■ **WHAT THE TASK ASKS**: Please return the records below exactly as they appear, leaving every picture out.

──────────────────────────────

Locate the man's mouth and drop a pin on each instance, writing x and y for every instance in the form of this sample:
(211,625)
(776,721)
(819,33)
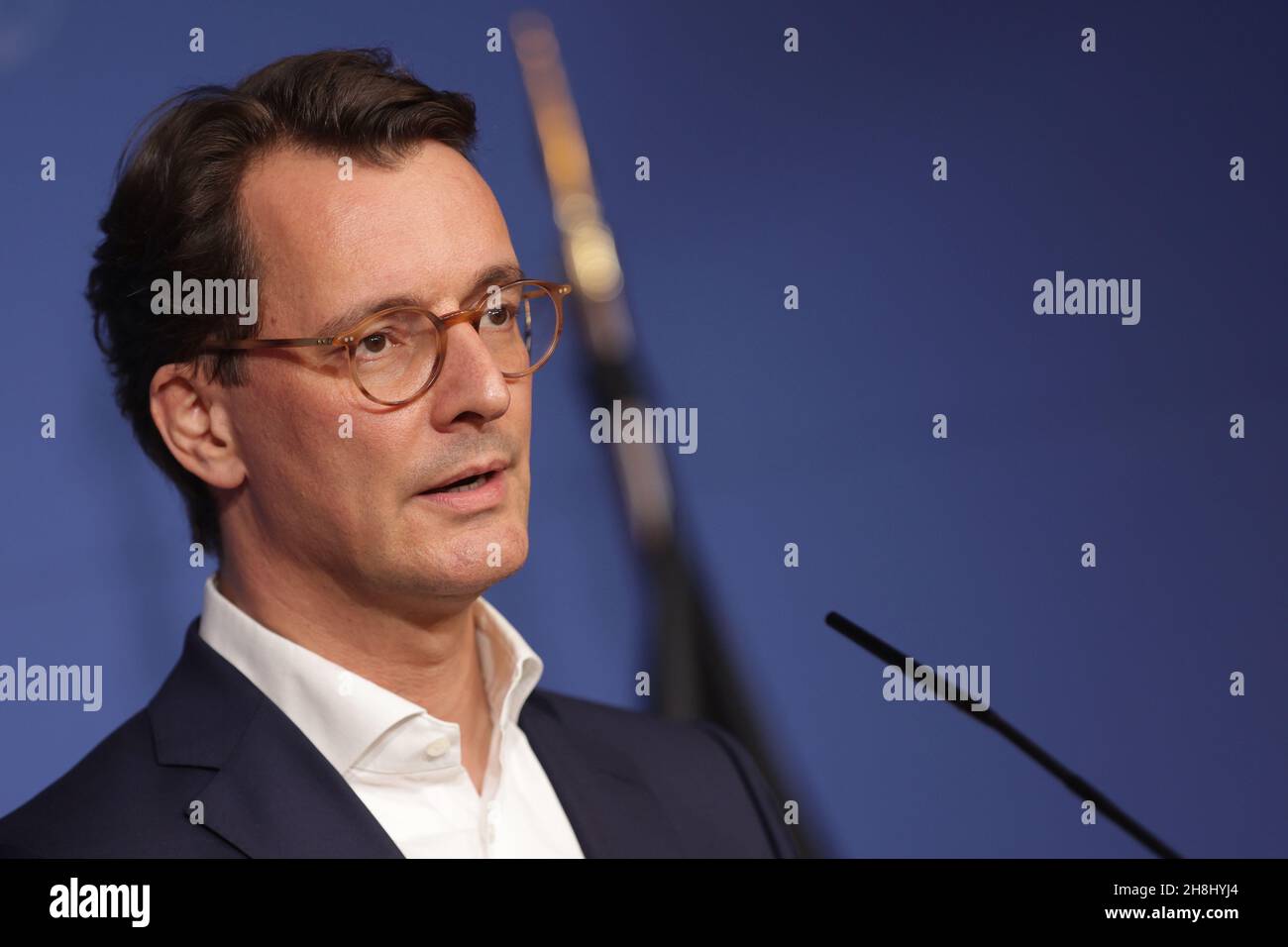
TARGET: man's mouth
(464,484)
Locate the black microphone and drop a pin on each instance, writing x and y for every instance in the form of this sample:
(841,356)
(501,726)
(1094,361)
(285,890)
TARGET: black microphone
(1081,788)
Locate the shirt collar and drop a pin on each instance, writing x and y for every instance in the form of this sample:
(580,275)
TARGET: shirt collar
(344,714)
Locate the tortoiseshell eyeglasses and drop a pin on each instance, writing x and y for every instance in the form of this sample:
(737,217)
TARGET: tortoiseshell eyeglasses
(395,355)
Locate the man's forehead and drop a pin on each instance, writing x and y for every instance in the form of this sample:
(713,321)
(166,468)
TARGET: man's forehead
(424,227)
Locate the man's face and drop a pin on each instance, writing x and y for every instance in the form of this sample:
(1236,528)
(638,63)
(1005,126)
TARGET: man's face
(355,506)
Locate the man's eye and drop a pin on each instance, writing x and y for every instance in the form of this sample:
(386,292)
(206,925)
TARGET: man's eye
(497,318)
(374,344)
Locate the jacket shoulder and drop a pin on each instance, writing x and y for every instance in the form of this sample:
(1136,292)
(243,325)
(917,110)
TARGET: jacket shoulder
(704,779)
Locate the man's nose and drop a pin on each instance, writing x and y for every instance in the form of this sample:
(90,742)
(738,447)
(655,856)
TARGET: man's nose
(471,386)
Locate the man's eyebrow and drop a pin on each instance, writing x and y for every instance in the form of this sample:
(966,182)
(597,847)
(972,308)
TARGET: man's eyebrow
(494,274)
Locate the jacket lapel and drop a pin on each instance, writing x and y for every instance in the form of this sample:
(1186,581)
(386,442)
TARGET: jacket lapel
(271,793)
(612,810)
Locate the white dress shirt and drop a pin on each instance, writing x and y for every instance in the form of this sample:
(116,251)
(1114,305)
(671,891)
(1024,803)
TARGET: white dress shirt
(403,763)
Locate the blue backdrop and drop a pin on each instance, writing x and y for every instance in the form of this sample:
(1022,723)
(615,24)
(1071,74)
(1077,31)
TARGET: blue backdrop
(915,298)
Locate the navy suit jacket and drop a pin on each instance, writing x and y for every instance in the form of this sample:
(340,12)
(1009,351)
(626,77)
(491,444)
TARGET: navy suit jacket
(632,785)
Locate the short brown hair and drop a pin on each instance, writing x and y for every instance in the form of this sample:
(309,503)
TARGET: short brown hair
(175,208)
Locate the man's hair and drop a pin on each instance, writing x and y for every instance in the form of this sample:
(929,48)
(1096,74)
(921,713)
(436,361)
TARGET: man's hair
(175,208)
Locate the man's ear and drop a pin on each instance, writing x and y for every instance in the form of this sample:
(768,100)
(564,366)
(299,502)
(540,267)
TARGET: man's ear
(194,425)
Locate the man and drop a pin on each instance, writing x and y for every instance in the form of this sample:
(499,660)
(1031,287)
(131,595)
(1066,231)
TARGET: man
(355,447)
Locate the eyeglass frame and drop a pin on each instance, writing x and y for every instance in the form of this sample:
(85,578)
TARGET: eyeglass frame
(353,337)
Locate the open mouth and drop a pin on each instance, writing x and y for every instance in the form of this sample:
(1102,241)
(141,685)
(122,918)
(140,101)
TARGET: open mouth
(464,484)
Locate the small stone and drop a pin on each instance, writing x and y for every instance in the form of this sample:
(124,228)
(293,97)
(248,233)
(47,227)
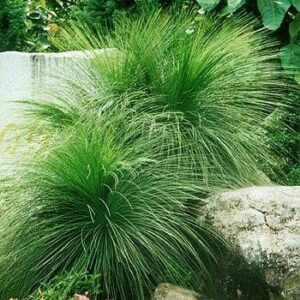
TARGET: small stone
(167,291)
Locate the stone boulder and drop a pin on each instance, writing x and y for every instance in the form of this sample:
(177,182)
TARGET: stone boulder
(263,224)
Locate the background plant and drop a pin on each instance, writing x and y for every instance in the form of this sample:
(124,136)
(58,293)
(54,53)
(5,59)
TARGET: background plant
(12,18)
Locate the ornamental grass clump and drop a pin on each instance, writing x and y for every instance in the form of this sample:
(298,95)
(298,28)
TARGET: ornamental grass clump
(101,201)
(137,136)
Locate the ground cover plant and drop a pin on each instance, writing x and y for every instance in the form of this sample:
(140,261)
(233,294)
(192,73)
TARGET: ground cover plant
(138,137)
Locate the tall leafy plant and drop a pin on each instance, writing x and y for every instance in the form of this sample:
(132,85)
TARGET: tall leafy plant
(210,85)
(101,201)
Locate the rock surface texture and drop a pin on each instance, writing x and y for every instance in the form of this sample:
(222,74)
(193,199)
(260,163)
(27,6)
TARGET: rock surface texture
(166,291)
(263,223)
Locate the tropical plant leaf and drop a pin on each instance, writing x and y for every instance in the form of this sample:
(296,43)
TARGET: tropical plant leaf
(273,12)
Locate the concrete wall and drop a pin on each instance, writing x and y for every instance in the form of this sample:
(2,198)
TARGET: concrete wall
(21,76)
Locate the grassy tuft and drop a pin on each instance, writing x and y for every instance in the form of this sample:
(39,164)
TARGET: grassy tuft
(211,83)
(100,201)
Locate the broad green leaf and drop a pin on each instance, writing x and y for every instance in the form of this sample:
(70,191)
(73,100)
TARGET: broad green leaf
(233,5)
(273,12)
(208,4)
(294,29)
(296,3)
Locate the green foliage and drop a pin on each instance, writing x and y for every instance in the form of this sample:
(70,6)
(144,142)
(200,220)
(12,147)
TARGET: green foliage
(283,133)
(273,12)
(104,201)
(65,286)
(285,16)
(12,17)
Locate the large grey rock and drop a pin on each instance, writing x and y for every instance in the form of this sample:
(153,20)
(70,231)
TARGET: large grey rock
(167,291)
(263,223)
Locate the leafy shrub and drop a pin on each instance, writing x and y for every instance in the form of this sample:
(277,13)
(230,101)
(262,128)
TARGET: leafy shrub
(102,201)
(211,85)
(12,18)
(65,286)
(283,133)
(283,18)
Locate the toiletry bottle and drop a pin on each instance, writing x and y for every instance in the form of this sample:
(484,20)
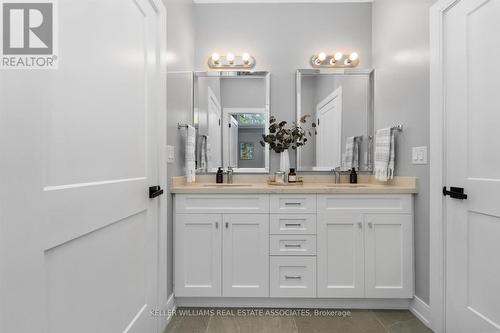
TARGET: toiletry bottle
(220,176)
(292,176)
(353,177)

──────────────────────────────

■ **COMPLETED TASK**:
Locate the man's mouth and drop a pin on each instance, writing x and y for every instance in the form of this sample:
(211,625)
(776,721)
(819,33)
TARGET: man's mouth
(464,484)
Locate the black microphone and drop a pin on each instance, writing x and y for every instance in the form of this sample:
(841,356)
(501,726)
(1094,361)
(285,890)
TARGET: black microphone
(1081,788)
Locate the shirt collar and drop a pin on each instance, writing x and y for every instance in the form of this sample:
(580,275)
TARGET: shirt collar
(344,714)
Locate the tortoiseshell eyeglasses and drop a pin on each instance, writing x and y for every instance in the form of this sample:
(737,217)
TARGET: tortoiseshell eyeglasses
(395,355)
Locate the man's forehead and drop a pin on each instance, writing x and y for every instance in the form of this sample:
(713,321)
(166,468)
TARGET: man's forehead
(424,227)
Locate the man's face and drop a pin on each instance, writing x and y for every instance in the form of this sample:
(1236,528)
(638,63)
(1005,126)
TARGET: man's face
(355,506)
Locate the man's eye and drop a pin on each instance, writing x and y for every instance in the form of this sample:
(386,292)
(206,925)
TARGET: man's eye
(497,318)
(374,344)
Locate the jacket shoulder and drop a pin on each instance, writing x and y for every instance in the form of this sample:
(1136,292)
(243,325)
(917,110)
TARGET: jacket shoulder
(704,779)
Locate the man's nose and drop a pin on each instance, writing x and y for every instance in the form of this sample:
(90,742)
(738,447)
(655,856)
TARGET: man's nose
(471,386)
Locate the man's eyebrow and drop a pin on each instance, writing x and y for every instance in the form of this sample:
(966,182)
(597,847)
(972,308)
TARGET: man's eyebrow
(494,274)
Locate the jacket lapel and drop a pin on each instance, writing x and y for every instance in the form of this sample:
(1186,581)
(386,442)
TARGET: jacket lapel
(271,793)
(612,810)
Locate the white dress shirt and drop a pin on each instance, writing x and y for every instance in the form of this sample:
(116,251)
(1114,305)
(671,891)
(1024,803)
TARGET: white dress shirt
(403,763)
Locate the blue backdrop and drop a pin on each instance, writing x and y for every instance in the form of this sample:
(1022,723)
(615,24)
(1071,74)
(1077,31)
TARGET: blue backdrop
(915,298)
Locate the navy suit jacket and drop a pin on each instance, writing x and y for every instance in the form of this sample:
(340,12)
(1009,351)
(626,77)
(491,444)
TARGET: navy suit jacket
(632,785)
Locate the short brown hair and drop a pin on each instance, writing x and y for every instance in the form of this sample:
(309,503)
TARGET: short brown hair
(175,208)
Locate the man's hair and drop a pin on each instance, writing x and y for every instance in the form of this sample:
(929,48)
(1096,74)
(921,713)
(436,361)
TARGET: man's hair
(175,208)
Locate the man's ear and drop a pin on each instance, writing x and y for every instance in the form of this sample:
(768,100)
(564,366)
(299,502)
(540,267)
TARGET: man's ear
(194,425)
Locate the man and drop a pin on each instance, writing x and y for every instance in the form of this sample:
(499,660)
(1031,287)
(131,595)
(1066,231)
TARGET: man
(355,447)
Locate the eyeglass frame and drop a pin on each instance, writing x and y for every instance in the form of this sample:
(85,578)
TARGET: eyeglass frame
(353,337)
Locate the open mouth and drop a pin on each instance, writing x and y for every instance in the form of this sample:
(1102,241)
(141,685)
(122,918)
(140,101)
TARGET: open mouth
(464,484)
Locate the small stone and drop a pin on each instance, writing x and y for every instance in the form of this sample:
(124,228)
(293,97)
(248,233)
(47,227)
TARGET: small stone
(167,291)
Locate the stone boulder and drop a pin on each instance, writing x and y for every instance in the form of this sample:
(177,182)
TARGET: stone boulder
(263,224)
Locate the background plant and drop a pin on each instance, writing x and y for every instance in the form of this sample:
(124,136)
(58,293)
(54,53)
(5,59)
TARGET: background plant
(12,18)
Locate the ornamental grass clump and drop a pin on each instance, writing x and y for every instance in the form of this sample:
(298,95)
(298,28)
TARGET: ornamental grass clump
(101,201)
(137,136)
Locate the ground cover plant and drop a pin on each instance, writing x and y for every instance in the form of this sample:
(140,261)
(233,294)
(192,73)
TARGET: ground cover plant
(138,137)
Locate the tall leafy plant and drop a pin on each instance, writing x and y for every instance in the form of this sample:
(132,85)
TARGET: tall leafy plant
(210,85)
(101,201)
Locate the rock surface texture and drop a pin on each instance, writing x and y for every instance in the form of this sample:
(222,74)
(193,199)
(260,163)
(27,6)
TARGET: rock surface texture
(166,291)
(263,223)
Locate the tropical plant leaf and drop a pin on each instance, writing x and y for every instance in the form of this sample:
(296,43)
TARGET: tropical plant leaf
(273,12)
Locate the concrete wall and drop a pin on each instance, writing x and y for every instance in the form of this sample:
(2,198)
TARGET: concrete wall
(21,76)
Locate the grassy tuft and drop a pin on each instance, writing x and y for every instance in the form of this sample:
(39,164)
TARGET: grassy tuft
(211,83)
(100,201)
Locate the broad green leaf and drop a pin on each instance, writing x and y for every instance in the form of this sample:
(70,191)
(73,100)
TARGET: broad green leaf
(233,5)
(273,12)
(208,4)
(294,29)
(296,3)
Locate the green foliage and drop a pin on each instance, writing x and y for every instance in the form of this sample:
(70,6)
(144,142)
(200,220)
(12,147)
TARGET: green foliage
(283,133)
(273,12)
(104,201)
(65,286)
(285,16)
(12,17)
Locate the large grey rock and drop a pin on each instance, writing x and y for every instance in the form of this sample:
(153,20)
(70,231)
TARGET: large grey rock
(167,291)
(263,223)
Locate the leafy shrub and drop a pin on each instance, writing x and y for every instance in the form of this sample:
(277,13)
(230,101)
(262,128)
TARGET: leafy shrub
(102,201)
(211,85)
(12,18)
(65,286)
(283,133)
(283,18)
Locate the toiletry bottle and drop a pin on each instance, writing x and y for every instance in the form of this sample:
(484,20)
TARGET: toiletry bottle
(220,176)
(292,176)
(353,177)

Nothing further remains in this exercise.